## Problem to work on:
Nothing but the lines from the one that contains "Seedling-scouting request: tag the young" to the end of the records should be printed, both ends included, exactly as given.

START The data

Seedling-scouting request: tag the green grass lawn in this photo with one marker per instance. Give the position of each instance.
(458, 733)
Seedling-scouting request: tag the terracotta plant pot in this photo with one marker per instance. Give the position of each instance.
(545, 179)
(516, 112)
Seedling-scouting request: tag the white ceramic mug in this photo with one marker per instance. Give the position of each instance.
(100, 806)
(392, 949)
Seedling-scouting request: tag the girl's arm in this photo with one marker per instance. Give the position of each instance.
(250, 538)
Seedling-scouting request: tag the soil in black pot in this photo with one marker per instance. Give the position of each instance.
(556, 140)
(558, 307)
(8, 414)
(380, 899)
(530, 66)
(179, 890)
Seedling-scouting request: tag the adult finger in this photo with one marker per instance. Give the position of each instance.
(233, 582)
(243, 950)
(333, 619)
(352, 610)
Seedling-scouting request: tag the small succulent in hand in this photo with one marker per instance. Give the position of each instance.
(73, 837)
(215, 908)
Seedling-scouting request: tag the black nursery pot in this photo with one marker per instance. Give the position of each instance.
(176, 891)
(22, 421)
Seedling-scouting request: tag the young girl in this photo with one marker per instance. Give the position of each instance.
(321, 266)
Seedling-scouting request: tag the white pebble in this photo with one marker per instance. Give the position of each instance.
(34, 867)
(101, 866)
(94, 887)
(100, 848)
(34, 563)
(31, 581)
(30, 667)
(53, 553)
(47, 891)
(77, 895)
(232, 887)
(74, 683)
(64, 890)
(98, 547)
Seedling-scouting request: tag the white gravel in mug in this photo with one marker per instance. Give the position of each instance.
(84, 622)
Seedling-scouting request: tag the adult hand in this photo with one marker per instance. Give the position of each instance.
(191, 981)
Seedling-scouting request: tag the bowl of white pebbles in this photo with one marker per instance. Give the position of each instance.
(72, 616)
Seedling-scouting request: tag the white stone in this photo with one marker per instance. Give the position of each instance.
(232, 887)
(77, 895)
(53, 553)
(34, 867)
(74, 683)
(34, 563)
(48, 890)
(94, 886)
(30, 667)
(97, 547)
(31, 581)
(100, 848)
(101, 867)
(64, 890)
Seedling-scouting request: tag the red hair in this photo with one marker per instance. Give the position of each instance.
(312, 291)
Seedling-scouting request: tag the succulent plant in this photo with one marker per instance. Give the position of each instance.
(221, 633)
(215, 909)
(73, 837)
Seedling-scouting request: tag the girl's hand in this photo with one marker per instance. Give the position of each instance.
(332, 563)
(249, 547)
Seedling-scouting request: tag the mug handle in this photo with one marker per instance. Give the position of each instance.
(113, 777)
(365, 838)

END The data

## Exercise answer:
Seedling-scouting request: tag the young girl in this photo with one marker per instance. Give the position of each instance.
(321, 266)
Seedling-scouting request: tag the white pebble in this photo with one marker per instance. Give the position of each instance.
(34, 867)
(101, 866)
(94, 887)
(100, 848)
(34, 563)
(31, 581)
(30, 667)
(53, 553)
(47, 891)
(77, 895)
(232, 887)
(74, 683)
(64, 890)
(98, 547)
Seedling-scouting request: tag the white gravel in mug in this photo with one marker per instance. Give the position of each instance.
(84, 622)
Seedling-scouting request: tag the adult hand in this photo with one marker per instance. Give the position of each instance.
(191, 981)
Seedling-scouting request: tag the bowl of white pebbles in this photo with one marker per instance. Give the position of each instance.
(72, 616)
Seedling-scouting request: tag the white stone in this photo with one marker per instance. Give the position of each instance.
(232, 887)
(77, 895)
(53, 553)
(34, 867)
(74, 683)
(34, 563)
(48, 890)
(94, 886)
(30, 667)
(97, 547)
(31, 581)
(100, 848)
(101, 867)
(64, 890)
Seedling-scouting request: tag the red hair in this photo with one marker per instance. Give the position of each instance.
(312, 291)
Seedling-scouting request: tag the succulent plant in this photo with one marker per instance. Give the position of each instance.
(221, 633)
(215, 909)
(73, 837)
Seedling-scouting request: tag the girl's hand in this photo with one marker per instance. Give the position of each instance.
(332, 563)
(249, 547)
Seedling-scouting request: tag the mug handle in this photo with one marker per instance. Give the position of each instance.
(113, 777)
(365, 838)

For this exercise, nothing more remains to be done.